**Exercise prompt:**
Reproduce the passage on problem identification and information gathering word for word.

**Reading passage:**
Problem identification
This is an easy step to ignore, but it is key to thinking critically about artefact creation. Any artefact is supposed to meet a need and regardless of the assignment you give students, it is important for them to think about what the artefact is supposed to accomplish. This means:
- Understanding the problem that needs fixing
- Identifying what counts as solving the problem: when can you say an artefact is good?
- Conversely, identifying what failure would look like
Information gathering
Now that the problem for the artefact is known, students can explore what has already been done to tackle that problem.
- Which earlier attempts were made? What were they based on?
- How well did they work? What were their shortcomings?
Whether it's reading journal articles to prepare for a research proposal, comparing marketing strategies and exploring their rationales or putting technical specifications side by side, this step is an exploration stage that sets the proper frame for assessing novel solution to the problem at hand.

**Recorded data:**
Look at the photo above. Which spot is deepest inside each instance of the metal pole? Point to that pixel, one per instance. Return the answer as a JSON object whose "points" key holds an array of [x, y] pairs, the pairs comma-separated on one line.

**Output for this exercise:**
Problem identification
This is an easy step to ignore, but it is key to thinking critically about artefact creation. Any artefact is supposed to meet a need and regardless of the assignment you give students, it is important for them to think about what the artefact is supposed to accomplish. This means:
- Understanding the problem that needs fixing
- Identifying what counts as solving the problem: when can you say an artefact is good?
- Conversely, identifying what failure would look like
Information gathering
Now that the problem for the artefact is known, students can explore what has already been done to tackle that problem.
- Which earlier attempts were made? What were they based on?
- How well did they work? What were their shortcomings?
Whether it's reading journal articles to prepare for a research proposal, comparing marketing strategies and exploring their rationales or putting technical specifications side by side, this step is an exploration stage that sets the proper frame for assessing novel solution to the problem at hand.